■ **Problem set**:
1 – List every pattern number mentioned in the Floyd-Warshall text, in order of first appearance.
2 – Reproduce the Floyd-Warshall text verbatim, from "Pattern 5 -- Detecting" to "of this technique.".

Pattern 5 -- Detecting negative cycles

After running Floyd-Warshall, any vertex $v$ with $d(v,v)<0$ lies on a negative cycle. Pairs $(i,j)$ where $i$ can reach such a $v$ and $v$ can reach $j$ have $d(i,j)=-\mathrm{\infty }$.

CF 472D -- Design Tutorial: Inverse the Problem. Check if a distance matrix corresponds to a tree using all-pairs checks.

Pattern 6 -- Incremental vertex insertion

Add vertices in a specific order. After inserting vertex $k$, only run the relaxation layer for $k$. Total work is still $O(n^3)$ but you get intermediate results.

CF 295B -- Greg and Graph (same as Pattern 1). Classic example of this technique.

■ **Entries supplied**:
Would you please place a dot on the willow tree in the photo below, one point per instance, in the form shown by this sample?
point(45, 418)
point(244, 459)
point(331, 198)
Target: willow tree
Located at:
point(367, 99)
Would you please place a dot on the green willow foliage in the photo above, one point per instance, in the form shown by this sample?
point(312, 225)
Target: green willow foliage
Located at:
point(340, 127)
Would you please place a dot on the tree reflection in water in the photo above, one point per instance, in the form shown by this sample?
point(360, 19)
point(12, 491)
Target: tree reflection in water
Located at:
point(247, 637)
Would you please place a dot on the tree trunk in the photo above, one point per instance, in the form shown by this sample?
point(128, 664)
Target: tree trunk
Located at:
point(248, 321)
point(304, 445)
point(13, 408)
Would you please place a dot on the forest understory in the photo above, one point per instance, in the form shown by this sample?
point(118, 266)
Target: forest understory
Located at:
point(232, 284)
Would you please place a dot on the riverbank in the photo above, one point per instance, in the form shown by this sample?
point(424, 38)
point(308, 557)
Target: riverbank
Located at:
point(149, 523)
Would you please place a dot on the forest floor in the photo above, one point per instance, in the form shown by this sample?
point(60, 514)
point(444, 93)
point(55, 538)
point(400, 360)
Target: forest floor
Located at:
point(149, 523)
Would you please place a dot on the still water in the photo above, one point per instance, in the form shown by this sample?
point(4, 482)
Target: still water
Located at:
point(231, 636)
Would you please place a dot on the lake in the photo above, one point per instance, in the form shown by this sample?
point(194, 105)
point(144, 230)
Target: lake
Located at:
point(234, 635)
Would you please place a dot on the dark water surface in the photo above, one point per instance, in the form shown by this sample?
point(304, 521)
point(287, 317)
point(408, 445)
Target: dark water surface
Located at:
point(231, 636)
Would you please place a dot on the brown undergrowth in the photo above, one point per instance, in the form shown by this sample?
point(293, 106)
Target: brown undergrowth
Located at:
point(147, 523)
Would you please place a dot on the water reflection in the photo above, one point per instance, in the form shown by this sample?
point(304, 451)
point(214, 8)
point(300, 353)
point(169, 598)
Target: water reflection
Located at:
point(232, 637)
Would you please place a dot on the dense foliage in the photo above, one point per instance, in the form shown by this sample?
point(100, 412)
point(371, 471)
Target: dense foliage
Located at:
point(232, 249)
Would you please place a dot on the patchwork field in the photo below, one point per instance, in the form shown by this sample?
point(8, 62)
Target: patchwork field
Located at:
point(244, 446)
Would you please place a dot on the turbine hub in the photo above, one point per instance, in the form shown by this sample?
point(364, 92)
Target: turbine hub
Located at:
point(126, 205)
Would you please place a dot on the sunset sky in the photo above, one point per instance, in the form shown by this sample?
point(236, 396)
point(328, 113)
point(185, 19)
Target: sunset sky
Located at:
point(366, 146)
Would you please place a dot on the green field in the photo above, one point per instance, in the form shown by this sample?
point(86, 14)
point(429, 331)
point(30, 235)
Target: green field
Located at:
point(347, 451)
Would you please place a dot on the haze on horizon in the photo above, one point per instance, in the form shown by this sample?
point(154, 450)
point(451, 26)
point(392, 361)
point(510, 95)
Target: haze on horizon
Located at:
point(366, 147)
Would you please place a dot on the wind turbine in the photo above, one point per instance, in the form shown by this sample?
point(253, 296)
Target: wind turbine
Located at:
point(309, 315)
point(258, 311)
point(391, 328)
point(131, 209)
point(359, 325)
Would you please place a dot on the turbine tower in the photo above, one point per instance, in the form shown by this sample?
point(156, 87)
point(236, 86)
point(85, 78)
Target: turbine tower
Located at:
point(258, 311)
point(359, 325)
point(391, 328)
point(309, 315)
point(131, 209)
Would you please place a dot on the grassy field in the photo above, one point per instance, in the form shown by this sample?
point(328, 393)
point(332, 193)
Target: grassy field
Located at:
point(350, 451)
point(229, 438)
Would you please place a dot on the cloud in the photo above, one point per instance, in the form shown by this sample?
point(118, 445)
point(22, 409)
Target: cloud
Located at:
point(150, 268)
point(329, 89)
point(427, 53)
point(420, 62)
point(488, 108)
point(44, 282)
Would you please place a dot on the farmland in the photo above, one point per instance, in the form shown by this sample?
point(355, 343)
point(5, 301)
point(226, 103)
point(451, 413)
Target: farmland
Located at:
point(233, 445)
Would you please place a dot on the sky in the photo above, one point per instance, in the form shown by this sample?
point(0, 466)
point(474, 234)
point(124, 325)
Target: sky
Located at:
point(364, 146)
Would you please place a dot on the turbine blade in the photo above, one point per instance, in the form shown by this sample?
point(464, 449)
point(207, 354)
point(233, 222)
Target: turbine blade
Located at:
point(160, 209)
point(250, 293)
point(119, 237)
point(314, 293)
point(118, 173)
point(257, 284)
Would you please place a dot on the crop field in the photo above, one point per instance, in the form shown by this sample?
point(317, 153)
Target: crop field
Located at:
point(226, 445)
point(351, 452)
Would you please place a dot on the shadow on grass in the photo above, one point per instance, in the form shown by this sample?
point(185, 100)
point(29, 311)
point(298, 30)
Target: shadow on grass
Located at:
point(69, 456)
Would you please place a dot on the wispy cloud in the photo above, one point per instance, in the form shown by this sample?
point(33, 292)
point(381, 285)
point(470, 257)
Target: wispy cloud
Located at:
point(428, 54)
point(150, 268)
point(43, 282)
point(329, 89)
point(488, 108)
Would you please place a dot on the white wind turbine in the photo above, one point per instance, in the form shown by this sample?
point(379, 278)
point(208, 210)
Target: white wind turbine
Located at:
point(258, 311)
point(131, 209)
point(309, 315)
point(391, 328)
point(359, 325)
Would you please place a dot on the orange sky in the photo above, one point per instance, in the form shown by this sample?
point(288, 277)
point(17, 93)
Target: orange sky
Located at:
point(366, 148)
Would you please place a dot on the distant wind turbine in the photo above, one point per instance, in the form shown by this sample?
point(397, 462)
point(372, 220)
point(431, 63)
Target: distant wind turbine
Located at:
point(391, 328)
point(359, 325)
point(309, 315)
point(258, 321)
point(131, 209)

■ **Task results**:
1 – Pattern 5, Pattern 6, Pattern 1

2 –
Pattern 5 -- Detecting negative cycles

After running Floyd-Warshall, any vertex $v$ with $d(v,v)<0$ lies on a negative cycle. Pairs $(i,j)$ where $i$ can reach such a $v$ and $v$ can reach $j$ have $d(i,j)=-\mathrm{\infty }$.

CF 472D -- Design Tutorial: Inverse the Problem. Check if a distance matrix corresponds to a tree using all-pairs checks.

Pattern 6 -- Incremental vertex insertion

Add vertices in a specific order. After inserting vertex $k$, only run the relaxation layer for $k$. Total work is still $O(n^3)$ but you get intermediate results.

CF 295B -- Greg and Graph (same as Pattern 1). Classic example of this technique.